_Assignment_:
Extract all of the entries and set them down verbatim.

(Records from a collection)

*** Block opens ***

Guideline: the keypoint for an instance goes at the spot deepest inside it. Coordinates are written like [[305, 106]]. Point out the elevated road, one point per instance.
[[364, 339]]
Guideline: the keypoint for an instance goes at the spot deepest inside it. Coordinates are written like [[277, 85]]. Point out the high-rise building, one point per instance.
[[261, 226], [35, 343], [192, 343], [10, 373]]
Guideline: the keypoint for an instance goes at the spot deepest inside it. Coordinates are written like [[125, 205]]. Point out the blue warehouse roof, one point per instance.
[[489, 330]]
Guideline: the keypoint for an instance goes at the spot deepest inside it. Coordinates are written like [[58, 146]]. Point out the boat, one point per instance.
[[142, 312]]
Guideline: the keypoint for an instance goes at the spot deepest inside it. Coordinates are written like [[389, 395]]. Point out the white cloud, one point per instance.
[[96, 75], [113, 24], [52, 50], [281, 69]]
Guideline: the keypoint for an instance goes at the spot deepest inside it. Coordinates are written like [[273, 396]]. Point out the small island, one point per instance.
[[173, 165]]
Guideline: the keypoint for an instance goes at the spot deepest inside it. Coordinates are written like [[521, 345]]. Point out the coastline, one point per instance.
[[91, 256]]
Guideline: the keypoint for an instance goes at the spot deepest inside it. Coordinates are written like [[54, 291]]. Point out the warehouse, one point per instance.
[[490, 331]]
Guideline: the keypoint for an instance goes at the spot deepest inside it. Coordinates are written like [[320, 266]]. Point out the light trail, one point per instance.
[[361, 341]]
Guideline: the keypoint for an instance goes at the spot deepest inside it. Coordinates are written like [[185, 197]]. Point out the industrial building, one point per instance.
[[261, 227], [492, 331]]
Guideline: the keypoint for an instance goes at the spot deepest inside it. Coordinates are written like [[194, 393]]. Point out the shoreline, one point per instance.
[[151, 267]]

*** Block closes ***

_Answer space_:
Guideline: the keypoint for an instance goes at the spot deepest inside it. Coordinates are written like [[305, 106]]. Point out the elevated road, one point per instance.
[[364, 339]]
Guideline: the keypoint for an instance goes at the spot deepest inside it. Coordinates are written like [[277, 85]]. Point out the high-rise building, one point per instance.
[[261, 226], [35, 343], [192, 343], [10, 373]]
Guideline: the keypoint for an instance goes at the spot deepest inside it. Coordinates are written like [[125, 205]]. Point out the blue warehouse roof, one point per instance.
[[489, 330]]
Guideline: the keypoint for an instance goes at the spot deepest inside it. Coordinates are written like [[58, 146]]. Point out the boat, one point per instance.
[[142, 312]]
Guideline: the keypoint for an instance goes at the spot deepest inside it. Coordinates are written like [[389, 395]]. Point out the white cloud, one point per instance.
[[96, 75], [113, 24], [52, 50], [281, 69]]
Guideline: the keypoint for an instance goes at the spot deepest inside it. Coordinates are written like [[273, 396]]. Point out the small island, one point per instance.
[[173, 165]]
Guideline: the keypoint for an instance goes at the spot deepest inside it. Coordinates are written like [[521, 345]]. Point out the coastline, one point per instance.
[[91, 256]]
Guideline: the keypoint for an instance goes at the spot deepest inside it. Coordinates are written like [[54, 291]]. Point out the warehouse, one point per instance.
[[490, 331]]
Guideline: the keypoint for an instance goes at the spot deepest inside it. Coordinates are written like [[320, 266]]. Point out the light trail, one point per instance.
[[361, 341]]
Guideline: the keypoint for an instance goes at the spot deepest inside it. Coordinates are written like [[185, 197]]. Point out the industrial building, one point per instance.
[[261, 227], [492, 331]]
Guideline: the keypoint for an instance goes at the spot deepest inside it. Coordinates are written like [[194, 393]]. Point out the shoreline, one point per instance.
[[151, 267]]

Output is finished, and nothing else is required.